Some lines in the material below hold the word "concrete". Copy all of them.

-=-=-=-=-

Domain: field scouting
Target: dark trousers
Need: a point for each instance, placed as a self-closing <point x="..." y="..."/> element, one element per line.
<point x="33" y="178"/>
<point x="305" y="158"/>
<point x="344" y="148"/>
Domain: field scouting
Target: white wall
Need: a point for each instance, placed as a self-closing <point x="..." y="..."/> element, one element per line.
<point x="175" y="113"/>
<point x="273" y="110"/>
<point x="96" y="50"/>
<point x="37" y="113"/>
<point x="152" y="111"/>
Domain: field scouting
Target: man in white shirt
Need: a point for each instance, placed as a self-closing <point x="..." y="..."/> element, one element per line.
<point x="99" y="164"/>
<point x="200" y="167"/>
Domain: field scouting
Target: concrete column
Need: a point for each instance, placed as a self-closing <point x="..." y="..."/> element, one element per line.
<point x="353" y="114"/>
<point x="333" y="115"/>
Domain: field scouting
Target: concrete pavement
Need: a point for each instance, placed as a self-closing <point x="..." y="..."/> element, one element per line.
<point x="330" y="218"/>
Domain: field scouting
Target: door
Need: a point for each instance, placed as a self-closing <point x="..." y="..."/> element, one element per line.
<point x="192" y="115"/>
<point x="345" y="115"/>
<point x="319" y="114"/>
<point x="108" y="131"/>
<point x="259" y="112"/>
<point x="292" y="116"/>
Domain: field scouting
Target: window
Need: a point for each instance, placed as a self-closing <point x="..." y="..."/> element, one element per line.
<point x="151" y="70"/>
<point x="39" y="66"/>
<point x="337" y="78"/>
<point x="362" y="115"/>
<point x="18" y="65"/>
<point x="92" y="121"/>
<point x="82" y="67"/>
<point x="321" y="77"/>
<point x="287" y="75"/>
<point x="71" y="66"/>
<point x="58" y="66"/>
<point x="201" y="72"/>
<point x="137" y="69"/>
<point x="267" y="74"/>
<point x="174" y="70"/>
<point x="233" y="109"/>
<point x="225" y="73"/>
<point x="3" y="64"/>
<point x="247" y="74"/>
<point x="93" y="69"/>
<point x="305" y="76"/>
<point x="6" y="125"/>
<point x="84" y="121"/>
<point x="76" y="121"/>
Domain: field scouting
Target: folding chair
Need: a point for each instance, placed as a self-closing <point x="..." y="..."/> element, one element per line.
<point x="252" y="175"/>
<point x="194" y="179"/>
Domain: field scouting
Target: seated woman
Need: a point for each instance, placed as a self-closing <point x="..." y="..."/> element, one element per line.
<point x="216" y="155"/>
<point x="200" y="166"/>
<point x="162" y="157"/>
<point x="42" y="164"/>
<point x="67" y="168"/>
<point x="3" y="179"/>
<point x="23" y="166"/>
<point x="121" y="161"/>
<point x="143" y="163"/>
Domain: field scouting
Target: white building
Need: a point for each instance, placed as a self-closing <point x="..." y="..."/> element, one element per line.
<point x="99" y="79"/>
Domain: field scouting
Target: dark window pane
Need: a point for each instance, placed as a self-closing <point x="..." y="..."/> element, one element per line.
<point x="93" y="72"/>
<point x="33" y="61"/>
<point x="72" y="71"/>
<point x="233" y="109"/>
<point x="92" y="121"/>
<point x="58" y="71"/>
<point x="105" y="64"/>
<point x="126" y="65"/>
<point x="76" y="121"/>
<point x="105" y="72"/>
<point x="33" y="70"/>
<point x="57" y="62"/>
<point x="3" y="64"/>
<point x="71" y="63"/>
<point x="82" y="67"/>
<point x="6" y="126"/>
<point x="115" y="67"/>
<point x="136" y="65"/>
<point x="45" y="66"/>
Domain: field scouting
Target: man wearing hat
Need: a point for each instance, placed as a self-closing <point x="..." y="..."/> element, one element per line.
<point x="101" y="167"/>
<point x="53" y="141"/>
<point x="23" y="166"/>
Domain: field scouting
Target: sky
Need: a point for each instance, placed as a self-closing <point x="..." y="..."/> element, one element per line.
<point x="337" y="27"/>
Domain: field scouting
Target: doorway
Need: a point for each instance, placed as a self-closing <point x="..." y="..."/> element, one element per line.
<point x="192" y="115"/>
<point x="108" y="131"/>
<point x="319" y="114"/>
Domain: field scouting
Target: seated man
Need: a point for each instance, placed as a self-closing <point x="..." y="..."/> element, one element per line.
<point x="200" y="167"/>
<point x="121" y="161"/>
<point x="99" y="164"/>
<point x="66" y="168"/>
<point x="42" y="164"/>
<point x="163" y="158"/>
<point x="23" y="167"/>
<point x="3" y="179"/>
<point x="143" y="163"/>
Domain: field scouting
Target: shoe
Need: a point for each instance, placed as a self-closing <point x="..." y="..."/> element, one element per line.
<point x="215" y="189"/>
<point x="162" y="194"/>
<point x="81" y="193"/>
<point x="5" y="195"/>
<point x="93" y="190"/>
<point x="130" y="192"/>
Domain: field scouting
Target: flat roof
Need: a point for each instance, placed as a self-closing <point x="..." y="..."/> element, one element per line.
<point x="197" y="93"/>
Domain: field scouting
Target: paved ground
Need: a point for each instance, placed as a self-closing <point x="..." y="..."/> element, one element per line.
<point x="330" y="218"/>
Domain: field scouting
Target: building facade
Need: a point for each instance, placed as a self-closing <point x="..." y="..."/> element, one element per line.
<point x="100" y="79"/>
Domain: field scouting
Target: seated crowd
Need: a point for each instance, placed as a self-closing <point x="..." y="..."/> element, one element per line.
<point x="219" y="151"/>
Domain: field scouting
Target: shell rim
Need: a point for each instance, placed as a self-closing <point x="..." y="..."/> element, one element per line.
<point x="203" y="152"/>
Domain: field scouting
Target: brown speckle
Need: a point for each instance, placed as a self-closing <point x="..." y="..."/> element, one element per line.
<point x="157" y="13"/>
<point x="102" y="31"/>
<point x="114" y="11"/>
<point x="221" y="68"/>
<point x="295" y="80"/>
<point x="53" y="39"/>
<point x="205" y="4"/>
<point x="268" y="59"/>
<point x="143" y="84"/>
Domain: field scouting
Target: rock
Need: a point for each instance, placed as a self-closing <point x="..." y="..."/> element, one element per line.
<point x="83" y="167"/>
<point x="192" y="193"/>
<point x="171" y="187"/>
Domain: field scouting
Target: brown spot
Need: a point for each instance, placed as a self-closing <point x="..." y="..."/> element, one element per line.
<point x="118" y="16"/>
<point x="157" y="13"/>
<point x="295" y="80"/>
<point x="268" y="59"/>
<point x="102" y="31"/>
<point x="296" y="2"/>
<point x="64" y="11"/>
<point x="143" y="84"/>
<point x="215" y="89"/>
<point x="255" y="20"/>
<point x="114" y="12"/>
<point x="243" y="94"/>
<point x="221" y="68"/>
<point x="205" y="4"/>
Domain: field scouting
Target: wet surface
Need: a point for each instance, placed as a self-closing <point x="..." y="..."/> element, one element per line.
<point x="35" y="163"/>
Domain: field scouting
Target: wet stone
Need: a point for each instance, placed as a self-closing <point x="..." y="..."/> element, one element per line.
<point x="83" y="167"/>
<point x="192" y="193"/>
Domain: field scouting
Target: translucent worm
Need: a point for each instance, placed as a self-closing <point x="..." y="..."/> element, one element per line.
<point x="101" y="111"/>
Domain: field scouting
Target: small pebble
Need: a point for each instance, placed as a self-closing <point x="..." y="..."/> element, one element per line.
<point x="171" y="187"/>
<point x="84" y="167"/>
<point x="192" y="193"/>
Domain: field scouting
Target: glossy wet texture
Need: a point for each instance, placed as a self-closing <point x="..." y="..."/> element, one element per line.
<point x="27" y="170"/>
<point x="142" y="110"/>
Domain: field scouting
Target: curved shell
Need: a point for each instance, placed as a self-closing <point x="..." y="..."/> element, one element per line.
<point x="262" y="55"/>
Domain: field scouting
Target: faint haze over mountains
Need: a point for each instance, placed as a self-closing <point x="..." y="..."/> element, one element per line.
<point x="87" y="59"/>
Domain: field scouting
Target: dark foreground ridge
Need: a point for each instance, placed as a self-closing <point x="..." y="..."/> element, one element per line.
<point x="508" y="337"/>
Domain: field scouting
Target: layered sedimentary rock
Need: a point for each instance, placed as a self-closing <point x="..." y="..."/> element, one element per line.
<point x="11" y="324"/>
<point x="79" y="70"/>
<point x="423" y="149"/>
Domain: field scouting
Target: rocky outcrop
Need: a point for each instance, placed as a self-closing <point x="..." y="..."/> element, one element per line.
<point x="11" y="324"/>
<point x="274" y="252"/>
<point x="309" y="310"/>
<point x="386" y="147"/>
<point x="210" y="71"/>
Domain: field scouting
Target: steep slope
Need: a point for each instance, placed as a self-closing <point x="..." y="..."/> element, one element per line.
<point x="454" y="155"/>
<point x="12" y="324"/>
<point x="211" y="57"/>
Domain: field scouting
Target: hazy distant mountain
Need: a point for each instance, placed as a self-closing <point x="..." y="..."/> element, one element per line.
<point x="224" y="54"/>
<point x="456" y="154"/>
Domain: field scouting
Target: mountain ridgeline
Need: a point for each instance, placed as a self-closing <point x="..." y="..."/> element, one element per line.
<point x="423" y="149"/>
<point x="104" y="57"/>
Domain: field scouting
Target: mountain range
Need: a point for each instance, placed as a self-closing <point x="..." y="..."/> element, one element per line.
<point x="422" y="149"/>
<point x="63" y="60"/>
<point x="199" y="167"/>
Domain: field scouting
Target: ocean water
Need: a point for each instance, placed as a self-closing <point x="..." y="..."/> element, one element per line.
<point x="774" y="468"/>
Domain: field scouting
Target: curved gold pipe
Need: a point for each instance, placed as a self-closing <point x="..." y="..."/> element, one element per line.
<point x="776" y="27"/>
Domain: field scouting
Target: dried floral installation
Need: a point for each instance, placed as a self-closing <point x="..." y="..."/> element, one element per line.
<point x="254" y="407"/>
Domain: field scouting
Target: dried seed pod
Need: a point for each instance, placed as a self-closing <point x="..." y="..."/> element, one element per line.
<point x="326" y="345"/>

-=-=-=-=-

◆ **Task answer**
Target: concrete column
Target: concrete pavement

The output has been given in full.